◆ Records provided
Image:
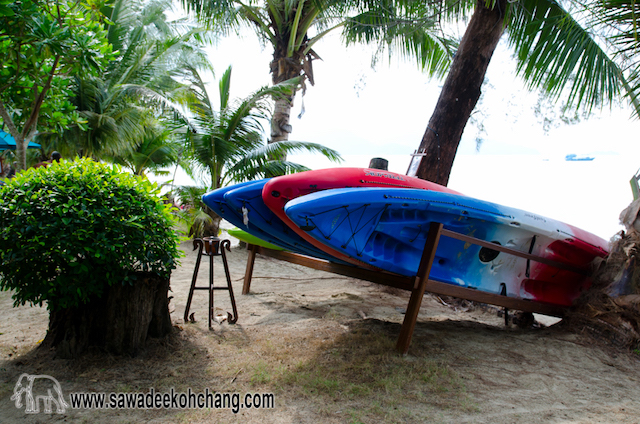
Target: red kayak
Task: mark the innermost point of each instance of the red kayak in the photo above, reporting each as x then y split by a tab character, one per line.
278	191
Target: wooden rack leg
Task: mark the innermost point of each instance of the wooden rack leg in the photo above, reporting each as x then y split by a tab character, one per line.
410	317
246	287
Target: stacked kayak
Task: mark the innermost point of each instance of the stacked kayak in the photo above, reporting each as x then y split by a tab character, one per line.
379	220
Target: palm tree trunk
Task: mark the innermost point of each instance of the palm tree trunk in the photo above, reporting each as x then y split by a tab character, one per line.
460	92
280	127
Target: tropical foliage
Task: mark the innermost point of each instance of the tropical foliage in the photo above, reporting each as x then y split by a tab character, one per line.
123	107
227	144
292	28
93	226
42	45
555	52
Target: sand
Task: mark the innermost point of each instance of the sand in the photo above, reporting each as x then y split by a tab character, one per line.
298	322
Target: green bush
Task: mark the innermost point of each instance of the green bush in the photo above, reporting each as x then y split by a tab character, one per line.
71	229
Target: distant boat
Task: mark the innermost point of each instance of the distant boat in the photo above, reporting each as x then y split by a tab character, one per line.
574	157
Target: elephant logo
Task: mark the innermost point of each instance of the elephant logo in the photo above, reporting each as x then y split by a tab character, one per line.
38	388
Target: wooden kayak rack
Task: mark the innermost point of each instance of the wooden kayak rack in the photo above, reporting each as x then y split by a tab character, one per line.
421	283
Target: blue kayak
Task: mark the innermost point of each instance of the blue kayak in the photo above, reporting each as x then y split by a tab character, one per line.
387	228
246	201
215	200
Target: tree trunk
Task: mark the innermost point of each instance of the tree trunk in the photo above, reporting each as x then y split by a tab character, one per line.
118	322
460	92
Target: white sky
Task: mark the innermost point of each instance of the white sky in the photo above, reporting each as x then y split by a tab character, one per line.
364	113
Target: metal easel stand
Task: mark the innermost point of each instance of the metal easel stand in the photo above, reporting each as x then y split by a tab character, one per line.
213	246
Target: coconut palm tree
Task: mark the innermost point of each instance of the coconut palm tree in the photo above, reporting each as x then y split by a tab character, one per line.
293	28
228	144
617	23
158	150
554	52
142	83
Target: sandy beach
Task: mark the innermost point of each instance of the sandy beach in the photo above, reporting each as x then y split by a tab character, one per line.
323	345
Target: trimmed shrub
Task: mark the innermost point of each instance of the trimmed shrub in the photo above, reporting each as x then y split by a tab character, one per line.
72	229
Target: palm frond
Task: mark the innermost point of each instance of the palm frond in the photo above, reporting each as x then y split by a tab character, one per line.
555	52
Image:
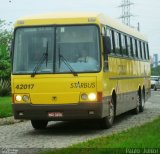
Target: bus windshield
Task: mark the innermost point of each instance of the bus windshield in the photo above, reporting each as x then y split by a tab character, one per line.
45	48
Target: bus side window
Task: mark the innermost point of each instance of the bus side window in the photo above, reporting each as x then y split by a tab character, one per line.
117	43
147	51
142	50
123	45
129	46
138	49
109	34
133	47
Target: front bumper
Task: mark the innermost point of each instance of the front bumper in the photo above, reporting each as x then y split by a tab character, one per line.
70	112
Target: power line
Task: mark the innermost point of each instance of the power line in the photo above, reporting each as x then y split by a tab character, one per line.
126	12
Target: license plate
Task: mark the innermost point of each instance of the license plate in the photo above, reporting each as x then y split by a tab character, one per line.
55	114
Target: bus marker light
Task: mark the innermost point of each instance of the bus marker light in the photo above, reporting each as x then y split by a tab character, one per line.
91	112
25	98
92	96
99	96
18	98
55	114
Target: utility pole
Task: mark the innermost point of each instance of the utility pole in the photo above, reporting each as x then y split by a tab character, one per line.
126	12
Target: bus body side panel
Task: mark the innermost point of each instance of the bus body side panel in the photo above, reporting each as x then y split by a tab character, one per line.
124	77
58	94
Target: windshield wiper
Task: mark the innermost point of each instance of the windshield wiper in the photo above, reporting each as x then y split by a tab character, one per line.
42	59
68	65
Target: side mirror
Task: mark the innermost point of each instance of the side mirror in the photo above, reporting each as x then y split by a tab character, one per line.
107	45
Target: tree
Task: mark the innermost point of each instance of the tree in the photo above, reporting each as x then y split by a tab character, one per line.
5	61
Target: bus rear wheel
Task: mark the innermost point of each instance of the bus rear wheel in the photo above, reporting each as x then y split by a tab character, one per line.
107	121
39	124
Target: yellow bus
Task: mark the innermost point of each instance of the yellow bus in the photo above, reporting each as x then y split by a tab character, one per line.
70	66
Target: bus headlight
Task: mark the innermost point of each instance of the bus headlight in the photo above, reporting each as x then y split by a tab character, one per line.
18	98
92	96
25	98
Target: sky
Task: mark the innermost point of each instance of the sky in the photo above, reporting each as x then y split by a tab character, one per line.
146	12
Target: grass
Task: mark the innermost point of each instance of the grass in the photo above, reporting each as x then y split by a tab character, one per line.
146	136
5	107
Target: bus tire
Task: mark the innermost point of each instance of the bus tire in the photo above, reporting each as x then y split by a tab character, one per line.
39	124
107	121
142	101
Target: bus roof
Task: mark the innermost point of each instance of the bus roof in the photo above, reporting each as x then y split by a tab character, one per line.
77	18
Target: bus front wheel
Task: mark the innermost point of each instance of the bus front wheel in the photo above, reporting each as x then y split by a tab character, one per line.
39	124
107	121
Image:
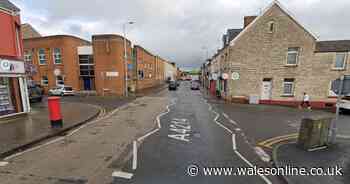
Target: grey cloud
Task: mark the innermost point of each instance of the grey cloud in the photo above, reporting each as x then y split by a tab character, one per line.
177	29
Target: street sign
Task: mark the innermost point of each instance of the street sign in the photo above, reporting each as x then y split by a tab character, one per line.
346	86
235	76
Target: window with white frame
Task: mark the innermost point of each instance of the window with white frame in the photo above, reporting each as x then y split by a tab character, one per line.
57	56
44	81
292	55
59	80
42	57
271	26
28	56
288	87
340	60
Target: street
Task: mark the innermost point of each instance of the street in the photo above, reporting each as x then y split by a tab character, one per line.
194	132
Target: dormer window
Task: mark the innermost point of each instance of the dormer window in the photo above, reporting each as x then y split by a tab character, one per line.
271	26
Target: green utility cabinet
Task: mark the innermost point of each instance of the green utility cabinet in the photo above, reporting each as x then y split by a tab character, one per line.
314	132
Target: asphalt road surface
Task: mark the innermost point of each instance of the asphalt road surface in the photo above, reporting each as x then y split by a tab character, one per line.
194	137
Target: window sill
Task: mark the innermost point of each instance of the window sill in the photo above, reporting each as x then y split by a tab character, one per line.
291	65
287	95
338	69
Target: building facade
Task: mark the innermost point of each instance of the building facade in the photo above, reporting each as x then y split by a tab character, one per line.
56	59
275	59
13	85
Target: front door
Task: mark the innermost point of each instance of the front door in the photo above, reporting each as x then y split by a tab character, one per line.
266	91
87	83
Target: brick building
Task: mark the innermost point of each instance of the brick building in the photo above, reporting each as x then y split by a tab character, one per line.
92	66
56	59
108	52
150	68
13	85
276	59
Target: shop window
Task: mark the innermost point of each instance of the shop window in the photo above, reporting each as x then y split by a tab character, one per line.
340	61
292	56
288	87
57	56
6	105
28	56
59	81
44	81
42	57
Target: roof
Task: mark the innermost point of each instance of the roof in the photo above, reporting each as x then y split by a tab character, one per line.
333	46
29	32
5	4
57	37
279	5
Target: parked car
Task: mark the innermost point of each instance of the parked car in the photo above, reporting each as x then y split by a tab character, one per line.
61	91
194	85
172	85
35	93
344	104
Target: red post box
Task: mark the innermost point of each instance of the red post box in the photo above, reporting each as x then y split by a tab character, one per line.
55	112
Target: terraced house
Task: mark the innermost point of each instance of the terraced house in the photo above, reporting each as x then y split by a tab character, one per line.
276	59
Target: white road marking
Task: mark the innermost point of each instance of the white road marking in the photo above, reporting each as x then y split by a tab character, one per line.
173	102
134	160
262	154
3	164
251	165
121	174
225	115
234	142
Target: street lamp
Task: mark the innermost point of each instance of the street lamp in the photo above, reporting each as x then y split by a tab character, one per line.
126	58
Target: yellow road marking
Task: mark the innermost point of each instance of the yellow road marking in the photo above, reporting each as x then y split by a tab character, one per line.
269	142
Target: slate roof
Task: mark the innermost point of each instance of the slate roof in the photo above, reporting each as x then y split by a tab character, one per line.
5	4
333	46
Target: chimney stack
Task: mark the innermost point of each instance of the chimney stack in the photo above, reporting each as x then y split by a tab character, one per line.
248	20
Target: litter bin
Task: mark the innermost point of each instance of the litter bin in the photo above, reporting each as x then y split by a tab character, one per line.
314	132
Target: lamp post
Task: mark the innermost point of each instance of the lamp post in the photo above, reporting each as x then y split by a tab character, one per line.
126	59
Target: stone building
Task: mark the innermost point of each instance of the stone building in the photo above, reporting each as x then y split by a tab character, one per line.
277	59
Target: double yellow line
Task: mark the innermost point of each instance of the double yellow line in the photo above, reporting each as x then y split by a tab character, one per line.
268	143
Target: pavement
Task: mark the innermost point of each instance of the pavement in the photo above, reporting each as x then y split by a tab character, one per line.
18	133
191	136
88	155
328	159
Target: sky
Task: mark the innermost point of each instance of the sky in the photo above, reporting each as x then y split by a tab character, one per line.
180	31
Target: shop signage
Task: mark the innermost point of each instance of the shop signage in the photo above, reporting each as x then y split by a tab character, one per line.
8	66
215	76
112	74
235	76
225	76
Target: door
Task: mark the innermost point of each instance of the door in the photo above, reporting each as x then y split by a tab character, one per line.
87	83
266	91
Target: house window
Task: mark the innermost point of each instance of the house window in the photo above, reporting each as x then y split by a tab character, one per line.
288	87
340	61
18	41
141	74
59	81
28	56
42	57
44	81
271	26
292	56
57	56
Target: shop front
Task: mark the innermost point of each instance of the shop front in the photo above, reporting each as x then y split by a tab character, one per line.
13	88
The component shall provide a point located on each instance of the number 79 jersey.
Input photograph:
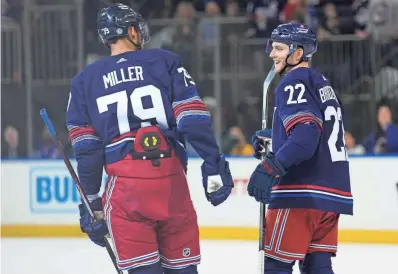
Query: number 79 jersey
(323, 181)
(114, 97)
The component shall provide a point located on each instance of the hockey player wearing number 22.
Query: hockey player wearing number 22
(132, 113)
(305, 179)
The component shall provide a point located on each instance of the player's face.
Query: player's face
(279, 53)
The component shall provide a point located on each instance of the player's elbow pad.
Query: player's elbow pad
(198, 132)
(300, 146)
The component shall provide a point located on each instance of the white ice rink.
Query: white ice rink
(75, 256)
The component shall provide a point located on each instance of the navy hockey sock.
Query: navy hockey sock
(317, 263)
(272, 266)
(148, 269)
(192, 269)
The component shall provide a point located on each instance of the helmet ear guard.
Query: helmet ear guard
(295, 36)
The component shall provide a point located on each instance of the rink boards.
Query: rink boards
(40, 199)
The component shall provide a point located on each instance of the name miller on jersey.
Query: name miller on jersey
(123, 75)
(327, 93)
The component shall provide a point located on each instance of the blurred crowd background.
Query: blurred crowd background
(46, 42)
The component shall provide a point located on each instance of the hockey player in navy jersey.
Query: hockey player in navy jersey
(305, 179)
(131, 114)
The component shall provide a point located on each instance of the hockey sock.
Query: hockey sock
(272, 266)
(192, 269)
(148, 269)
(317, 263)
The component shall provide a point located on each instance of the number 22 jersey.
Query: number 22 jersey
(323, 181)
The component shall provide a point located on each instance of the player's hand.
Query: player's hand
(217, 181)
(265, 176)
(96, 230)
(261, 142)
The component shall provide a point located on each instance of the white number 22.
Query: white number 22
(300, 98)
(157, 110)
(336, 155)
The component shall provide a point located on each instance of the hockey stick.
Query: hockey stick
(51, 129)
(264, 117)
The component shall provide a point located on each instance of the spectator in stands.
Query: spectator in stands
(46, 149)
(263, 16)
(208, 28)
(352, 147)
(295, 11)
(385, 138)
(11, 136)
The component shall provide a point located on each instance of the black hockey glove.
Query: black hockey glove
(266, 175)
(96, 230)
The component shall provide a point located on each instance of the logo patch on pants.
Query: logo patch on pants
(186, 252)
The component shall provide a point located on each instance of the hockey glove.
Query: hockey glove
(217, 181)
(96, 230)
(261, 141)
(265, 176)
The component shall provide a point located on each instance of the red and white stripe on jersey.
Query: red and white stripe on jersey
(82, 133)
(273, 250)
(189, 107)
(131, 263)
(301, 117)
(179, 263)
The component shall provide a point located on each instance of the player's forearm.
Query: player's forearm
(300, 146)
(90, 167)
(198, 132)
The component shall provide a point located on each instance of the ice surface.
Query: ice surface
(75, 256)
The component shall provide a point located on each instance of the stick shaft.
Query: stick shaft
(264, 117)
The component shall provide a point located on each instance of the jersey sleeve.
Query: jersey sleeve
(86, 143)
(192, 116)
(297, 105)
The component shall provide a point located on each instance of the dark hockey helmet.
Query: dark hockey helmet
(114, 22)
(295, 35)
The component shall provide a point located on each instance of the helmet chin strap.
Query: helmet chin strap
(287, 65)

◆ What you should do
Copy the lines of the entries word for word, from the line containing "helmet chin strap." through the end of the entries.

◆ Task solution
The component shall provide a point located on each instance of the helmet chin strap.
Query: helmet chin strap
(287, 65)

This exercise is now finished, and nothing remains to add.